_Document excerpt_
______

If the surrogate mother is married, the current legislation also requires her husband to appear on the birth certificate as a kind of surrogate father. In such cases, the only way to end the parental authority of the ‘surrogate parents’ is through child protection measures.  However, this is only possible if the child’s development is seriously threatened and the surrogate parents are unable to care for and raise the child within an acceptable period of time. ‘The surrogate mother and her husband therefore have to declare themselves unsuitable parents, which isn’t a particularly nice thing to do,’ says Punselie. It is for this reason that another way has been sought and found whereby, with the help of a guardian, the paternity rights of the surrogate father are removed first. After that, the process can continue as though the mother were unmarried.’

Foreign certificates not recognised

In a number of other countries it is not the surrogate mother and her partner, but the prospective parents who are registered on the birth certificate straight away. ‘These birth certificates are not recognised in the Netherlands because we believe that the woman who gave birth to the child should always be on that certificate,’ says Punselie. Subsequently, all kinds of legal interventions are needed to ensure that the child is legally recognised as the prospective parents’ ‘own child’.

The Government Committee’s recommendations

At the end of 2016, the Government Committee on the Reassessment of Parenthood published an advisory report on surrogacy. The Cabinet sent its response to the House of Representatives in 2019, announcing that it was working on drafting a bill. The expectation is that this bill will be submitted this summer. The bill states that the surrogate mother and the prospective parents can make agreements prior to conception and have them assessed by a judge. The judge then examines whether both parties are sufficiently aware of what they are getting into and whether the agreements have been entered into with due thought and consideration.

In its report the Committee recommends that, up to six weeks after the birth, the surrogate mother should be allowed to ask the judge if she can keep the child herself.

______

_Stored data entries_
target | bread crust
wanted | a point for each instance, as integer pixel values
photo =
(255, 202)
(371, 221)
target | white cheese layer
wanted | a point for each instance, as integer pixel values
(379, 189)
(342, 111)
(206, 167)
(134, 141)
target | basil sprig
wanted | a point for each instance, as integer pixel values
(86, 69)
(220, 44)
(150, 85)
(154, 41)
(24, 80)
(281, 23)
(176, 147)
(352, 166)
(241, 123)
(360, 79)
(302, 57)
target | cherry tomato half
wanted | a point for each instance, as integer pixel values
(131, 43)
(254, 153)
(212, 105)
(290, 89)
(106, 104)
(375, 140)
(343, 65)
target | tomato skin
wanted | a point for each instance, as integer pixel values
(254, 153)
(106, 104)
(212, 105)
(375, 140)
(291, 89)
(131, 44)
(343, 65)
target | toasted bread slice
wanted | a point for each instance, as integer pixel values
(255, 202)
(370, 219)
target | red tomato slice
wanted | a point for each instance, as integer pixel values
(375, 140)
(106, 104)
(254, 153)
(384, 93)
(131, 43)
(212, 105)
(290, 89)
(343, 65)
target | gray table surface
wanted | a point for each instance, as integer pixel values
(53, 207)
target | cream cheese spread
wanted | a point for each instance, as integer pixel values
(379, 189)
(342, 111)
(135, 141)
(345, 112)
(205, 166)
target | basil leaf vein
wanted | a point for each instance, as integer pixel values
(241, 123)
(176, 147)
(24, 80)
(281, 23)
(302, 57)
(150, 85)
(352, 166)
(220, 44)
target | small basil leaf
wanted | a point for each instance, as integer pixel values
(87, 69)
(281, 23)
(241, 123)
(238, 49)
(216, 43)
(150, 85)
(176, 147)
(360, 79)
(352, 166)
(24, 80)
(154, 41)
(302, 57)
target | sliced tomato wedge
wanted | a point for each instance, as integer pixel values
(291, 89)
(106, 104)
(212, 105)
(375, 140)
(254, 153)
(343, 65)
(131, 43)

______

_Exercise_
Write out the passage of the surrogacy excerpt from "In its report" up to and including "the child herself.", word for word.

_Solution to this exercise_
In its report the Committee recommends that, up to six weeks after the birth, the surrogate mother should be allowed to ask the judge if she can keep the child herself.